**EXCERPT PROVIDED**:
----

COVID-19's impact on mortality has been small relative to pre-existing differences within Europe
Consider the chart below, which compares deaths from week 10 of 2020 to week 3 of 2021 to deaths over the same period in the previous year. (Rather than taking deaths from week 10 of 2019 to week 3 of 2020, I added the deaths for weeks 1–3 from 2019 to the total for weeks 10–52. I also added deaths in week 52 again because 2020 had 53 weeks. This was done to allow for an ongoing comparison between 2020–21 and the previous year. I stopped in week 3 of 2021 to allow for reporting delays.) Both totals were divided by the number of persons aged 65+ alive in January of the relevant year, so as to obtain age-adjusted death rates.
There are several things to notice in the chart. First, nearly all countries saw death rates increase from 2019 to 2020–21; the only two that didn’t were Cyprus and Norway. The largest increase was in Bulgaria, where the death rate went from 6.4 to 7.6 per 100 persons aged 65+, an increase of 1.2. (Interestingly, the rise in Sweden was less than half as big.) Second, there was considerable cross-country variation even before the pandemic hit. In 2019, Bulgaria’s death rate was 6.4 per 100 persons aged 65+, compared to only 3.5 in Malta – a difference of 2.9. (The difference between Bulgaria and Liechtenstein was even greater.)

----

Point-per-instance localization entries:
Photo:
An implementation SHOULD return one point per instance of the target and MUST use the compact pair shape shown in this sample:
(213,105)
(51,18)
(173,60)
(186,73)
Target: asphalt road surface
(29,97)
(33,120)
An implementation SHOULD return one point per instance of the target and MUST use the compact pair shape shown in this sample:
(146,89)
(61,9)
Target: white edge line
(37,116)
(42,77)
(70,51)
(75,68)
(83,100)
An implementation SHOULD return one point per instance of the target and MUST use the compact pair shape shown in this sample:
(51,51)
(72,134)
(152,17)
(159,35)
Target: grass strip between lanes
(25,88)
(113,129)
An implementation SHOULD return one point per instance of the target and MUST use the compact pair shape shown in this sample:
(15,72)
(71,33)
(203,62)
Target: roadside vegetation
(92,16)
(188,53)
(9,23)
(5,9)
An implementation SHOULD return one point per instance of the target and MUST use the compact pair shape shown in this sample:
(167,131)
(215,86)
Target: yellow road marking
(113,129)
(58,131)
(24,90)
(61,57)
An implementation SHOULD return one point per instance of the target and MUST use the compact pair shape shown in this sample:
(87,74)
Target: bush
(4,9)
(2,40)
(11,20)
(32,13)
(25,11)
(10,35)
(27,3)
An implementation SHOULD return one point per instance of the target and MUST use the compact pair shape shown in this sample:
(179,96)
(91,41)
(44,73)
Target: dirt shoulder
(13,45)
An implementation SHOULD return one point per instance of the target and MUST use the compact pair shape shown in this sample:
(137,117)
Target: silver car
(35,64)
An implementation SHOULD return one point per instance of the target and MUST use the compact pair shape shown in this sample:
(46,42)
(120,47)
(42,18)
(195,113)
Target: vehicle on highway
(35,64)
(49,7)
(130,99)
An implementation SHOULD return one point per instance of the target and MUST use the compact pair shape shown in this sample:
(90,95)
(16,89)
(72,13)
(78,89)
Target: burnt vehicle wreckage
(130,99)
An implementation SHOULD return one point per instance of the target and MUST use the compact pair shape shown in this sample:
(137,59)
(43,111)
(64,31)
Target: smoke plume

----

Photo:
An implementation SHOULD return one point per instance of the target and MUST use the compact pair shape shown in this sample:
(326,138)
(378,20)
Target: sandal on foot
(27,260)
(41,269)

----

**EXERCISE TASKS**:
1. Set down the text on COVID-19 and European mortality word for word, from "There are several" up to and including "was even greater.)".
2. Answer the following from the text on COVID-19 and European mortality:
(a) In which week of 2021 does the comparison period end?
(b) Which two countries did not see death rates increase from 2019 to 2020–21?
(c) What was Malta's death rate per 100 persons aged 65+ in 2019?
3. Render this sentence from the text on COVID-19 and European mortality in French: "First, nearly all countries saw death rates increase from 2019 to 2020–21; the only two that didn’t were Cyprus and Norway."
None of the entries is needed for the work on this page.

**TASK RESULTS**:
1.
There are several things to notice in the chart. First, nearly all countries saw death rates increase from 2019 to 2020–21; the only two that didn’t were Cyprus and Norway. The largest increase was in Bulgaria, where the death rate went from 6.4 to 7.6 per 100 persons aged 65+, an increase of 1.2. (Interestingly, the rise in Sweden was less than half as big.) Second, there was considerable cross-country variation even before the pandemic hit. In 2019, Bulgaria’s death rate was 6.4 per 100 persons aged 65+, compared to only 3.5 in Malta – a difference of 2.9. (The difference between Bulgaria and Liechtenstein was even greater.)

2.
(a) Week 3
(b) Cyprus and Norway
(c) 3.5

3. Premièrement, presque tous les pays ont vu leur taux de mortalité augmenter entre 2019 et 2020–21 ; les deux seuls où ce ne fut pas le cas étaient Chypre et la Norvège.